**WORK ITEM A**
Decide whether each statement agrees with the text on pharmaceutical direct-to-consumer communications, answering yes or no and quoting the deciding words: (i) advertising is a stronger brain builder than brand builder; (ii) non-compliance is estimated to cost the healthcare system billions of dollars a year; (iii) educating about a disease calls for a shift to shorter-term strategies.
**WORK ITEM B**
From the text on pharmaceutical direct-to-consumer communications, list every cost of non-compliance that it names.
**WORK ITEM C**
Quote word for word everything from "While the passive-voice" down to "mantle of teacher." in the text on pharmaceutical direct-to-consumer communications.

**TEXT SECTION**
==*==

While the passive-voice wording of these principles makes the overall effect more, well, passive, the main thrust of principles
three and 14 are clear: less undisguised selling and more on-purpose education. It's an important first step in the campaign
to reposition the industry from being assailed as hucksters to healthcare heroes.
If we are to view these guiding principles as a roadmap (as they are being promoted), then we must expect energetic battles
between brand teams and their agencies, both advertising and public relations, over new ways to sell through education. Part
of the answer is a shift to longer-term strategies, because educating about a disease means accepting the mantle of teacher.
The teacher becomes the expert, and the expert gets the business—but not in the same truncated time frame that a hard sell
produces.
Promoting health and disease awareness also means a fundamental shift in the marketing mix. Advertising is a wonderful brand
builder but it's not nearly as potent a brain builder. That's traditionally been the job of public relations.
Which brings me to direct-to-consumer communications, DTCC. Direct-to-consumer communications means selling the brand as well
as stimulating the brain. It means new strategies and tactics. And it means that the time is forever gone when a pharmaceutical
CEO can speak about "responsible promotion" while turning a blind eye to the actual tactics being used on the air and in the
doctor's office to meet aggressive quotas and keep the Street happy.
DTCC isn't just about selling. It's about saving lives and saving our healthcare system. It's about improving disease awareness
and defeating non-compliance, which is estimated to cost our healthcare system billions of dollars a year in increased emergency
room visits, unnecessary surgeries, expensive hospital stays, and lost productivity. Understandable and accessible information
(in the form of DTCC that employs leveraged learning strategies and incorporates both brain and branded messages) also helps
with our national crisis of embarrassingly low health literacy.
Successful DTCC requires a reaffirmation of responsibility, a redeployment and reassessment of resources and—the toughest
"R" of all—the ability and willingness to rethink the roles of the many tools in the pharmaceutical marketing armamentarium.
R3= DTCC.
Will this be difficult? You betcha. But like Tom Hanks said in A League of Their Own, "If it was easy, anyone could do it."

==*==

(Referring expression data)
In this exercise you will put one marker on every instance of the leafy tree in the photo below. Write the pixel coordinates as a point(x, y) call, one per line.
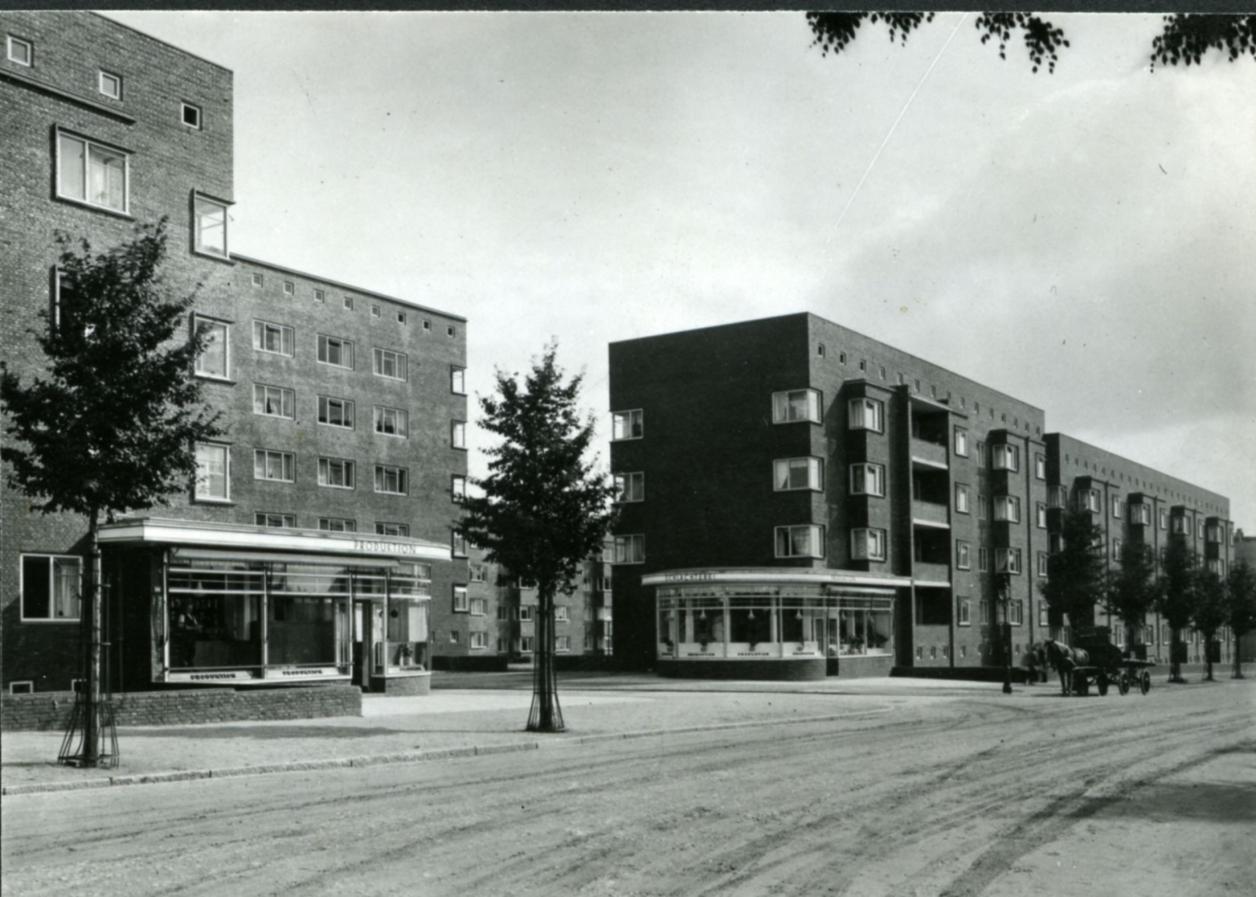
point(1132, 589)
point(543, 508)
point(1075, 573)
point(1183, 40)
point(109, 429)
point(1210, 611)
point(1241, 607)
point(1176, 598)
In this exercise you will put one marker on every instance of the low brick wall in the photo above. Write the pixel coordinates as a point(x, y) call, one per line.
point(50, 710)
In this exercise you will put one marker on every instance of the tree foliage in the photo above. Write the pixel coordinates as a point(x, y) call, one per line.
point(1183, 40)
point(109, 427)
point(1077, 570)
point(1132, 588)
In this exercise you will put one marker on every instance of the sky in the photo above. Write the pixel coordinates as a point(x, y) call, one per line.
point(1083, 240)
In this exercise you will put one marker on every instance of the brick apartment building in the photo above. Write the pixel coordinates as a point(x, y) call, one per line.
point(317, 542)
point(800, 500)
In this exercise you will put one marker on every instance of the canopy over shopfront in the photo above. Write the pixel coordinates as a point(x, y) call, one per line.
point(793, 623)
point(220, 603)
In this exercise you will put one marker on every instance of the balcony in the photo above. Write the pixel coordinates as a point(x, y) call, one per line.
point(928, 454)
point(928, 514)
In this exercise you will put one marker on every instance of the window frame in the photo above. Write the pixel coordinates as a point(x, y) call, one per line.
point(88, 145)
point(52, 558)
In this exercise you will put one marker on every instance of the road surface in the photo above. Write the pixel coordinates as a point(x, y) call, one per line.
point(987, 794)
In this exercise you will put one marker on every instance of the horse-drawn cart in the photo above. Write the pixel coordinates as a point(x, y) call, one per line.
point(1097, 661)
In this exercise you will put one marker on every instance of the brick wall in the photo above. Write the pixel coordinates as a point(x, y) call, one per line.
point(52, 710)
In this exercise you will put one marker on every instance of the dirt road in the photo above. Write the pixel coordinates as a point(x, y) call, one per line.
point(932, 795)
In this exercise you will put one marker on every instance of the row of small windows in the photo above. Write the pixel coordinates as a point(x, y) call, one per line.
point(107, 83)
point(212, 480)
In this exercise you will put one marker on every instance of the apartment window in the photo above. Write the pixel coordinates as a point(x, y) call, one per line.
point(388, 363)
point(392, 480)
point(867, 413)
point(50, 588)
point(278, 466)
point(628, 425)
point(335, 472)
point(274, 338)
point(210, 225)
point(212, 472)
point(215, 358)
point(867, 479)
point(868, 544)
point(20, 52)
point(335, 352)
point(796, 405)
point(1007, 508)
point(1005, 457)
point(108, 84)
point(391, 421)
point(270, 519)
point(335, 412)
point(91, 172)
point(631, 486)
point(631, 549)
point(1007, 560)
point(274, 401)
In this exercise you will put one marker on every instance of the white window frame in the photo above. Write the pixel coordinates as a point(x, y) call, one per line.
point(629, 486)
point(264, 329)
point(52, 588)
point(348, 411)
point(868, 543)
point(629, 548)
point(263, 393)
point(325, 467)
point(343, 347)
point(1005, 456)
point(627, 425)
point(384, 358)
point(868, 479)
point(392, 480)
point(285, 460)
point(784, 540)
point(400, 421)
point(201, 206)
point(866, 413)
point(11, 43)
point(102, 148)
point(200, 320)
point(226, 475)
point(102, 82)
point(794, 406)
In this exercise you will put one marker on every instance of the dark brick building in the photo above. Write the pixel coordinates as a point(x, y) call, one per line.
point(799, 499)
point(317, 542)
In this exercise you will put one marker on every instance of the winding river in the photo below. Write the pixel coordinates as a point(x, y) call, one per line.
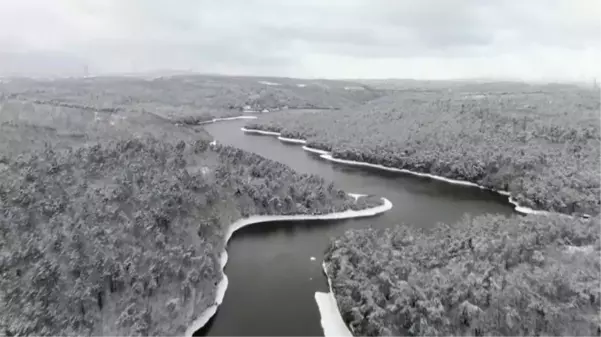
point(274, 269)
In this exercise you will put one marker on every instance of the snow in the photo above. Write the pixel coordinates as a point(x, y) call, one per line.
point(261, 132)
point(215, 120)
point(314, 150)
point(328, 156)
point(269, 83)
point(517, 207)
point(199, 322)
point(583, 249)
point(331, 319)
point(356, 196)
point(292, 140)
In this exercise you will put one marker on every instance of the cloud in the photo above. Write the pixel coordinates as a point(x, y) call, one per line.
point(537, 39)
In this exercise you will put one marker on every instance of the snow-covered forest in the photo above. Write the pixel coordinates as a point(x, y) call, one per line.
point(542, 144)
point(186, 98)
point(484, 276)
point(113, 220)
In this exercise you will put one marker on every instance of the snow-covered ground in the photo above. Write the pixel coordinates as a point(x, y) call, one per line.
point(261, 132)
point(292, 140)
point(269, 83)
point(328, 156)
point(314, 150)
point(222, 286)
point(331, 319)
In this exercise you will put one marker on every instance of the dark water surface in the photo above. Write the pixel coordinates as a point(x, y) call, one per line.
point(272, 280)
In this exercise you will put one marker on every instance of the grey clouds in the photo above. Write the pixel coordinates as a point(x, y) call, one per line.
point(510, 39)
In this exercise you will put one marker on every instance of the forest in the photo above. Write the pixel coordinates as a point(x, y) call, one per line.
point(484, 276)
point(188, 99)
point(542, 144)
point(112, 223)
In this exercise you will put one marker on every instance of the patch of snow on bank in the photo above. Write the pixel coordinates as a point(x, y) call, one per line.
point(328, 156)
point(198, 323)
point(261, 132)
point(583, 249)
point(233, 118)
point(356, 196)
point(392, 169)
point(292, 140)
point(215, 120)
point(331, 319)
point(527, 210)
point(314, 150)
point(269, 83)
point(517, 207)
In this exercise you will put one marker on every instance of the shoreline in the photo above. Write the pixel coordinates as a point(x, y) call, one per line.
point(205, 316)
point(215, 120)
point(332, 323)
point(326, 155)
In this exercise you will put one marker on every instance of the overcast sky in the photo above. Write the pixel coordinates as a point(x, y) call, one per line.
point(434, 39)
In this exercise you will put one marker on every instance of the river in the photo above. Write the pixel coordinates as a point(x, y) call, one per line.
point(272, 277)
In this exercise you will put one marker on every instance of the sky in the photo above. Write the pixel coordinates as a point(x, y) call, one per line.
point(549, 40)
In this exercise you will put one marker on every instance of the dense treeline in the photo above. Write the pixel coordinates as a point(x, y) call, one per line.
point(188, 99)
point(543, 146)
point(111, 224)
point(486, 276)
point(123, 238)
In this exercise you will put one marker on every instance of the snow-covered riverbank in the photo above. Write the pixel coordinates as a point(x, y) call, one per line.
point(222, 286)
point(328, 156)
point(215, 120)
point(331, 318)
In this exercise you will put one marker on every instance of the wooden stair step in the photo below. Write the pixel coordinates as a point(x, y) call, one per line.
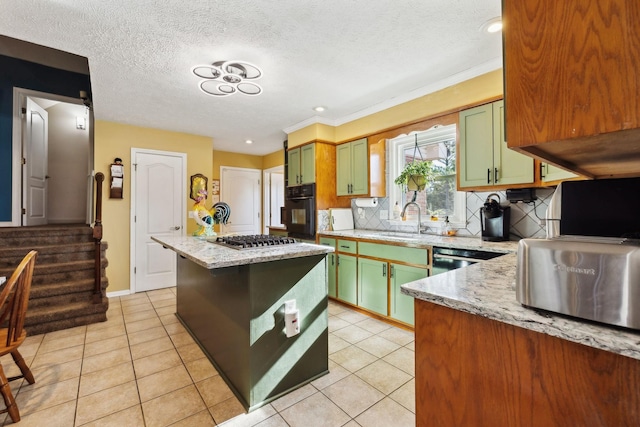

==*==

**TASK RESULT A**
(i) No: "Advertising is a wonderful brand builder but it's not nearly as potent a brain builder."
(ii) Yes: "non-compliance, which is estimated to cost our healthcare system billions of dollars a year"
(iii) No: "Part of the answer is a shift to longer-term strategies, because educating about a disease means accepting the mantle of teacher."

**TASK RESULT B**
- increased emergency room visits
- unnecessary surgeries
- expensive hospital stays
- lost productivity

**TASK RESULT C**
While the passive-voice wording of these principles makes the overall effect more, well, passive, the main thrust of principles
three and 14 are clear: less undisguised selling and more on-purpose education. It's an important first step in the campaign
to reposition the industry from being assailed as hucksters to healthcare heroes.
If we are to view these guiding principles as a roadmap (as they are being promoted), then we must expect energetic battles
between brand teams and their agencies, both advertising and public relations, over new ways to sell through education. Part
of the answer is a shift to longer-term strategies, because educating about a disease means accepting the mantle of teacher.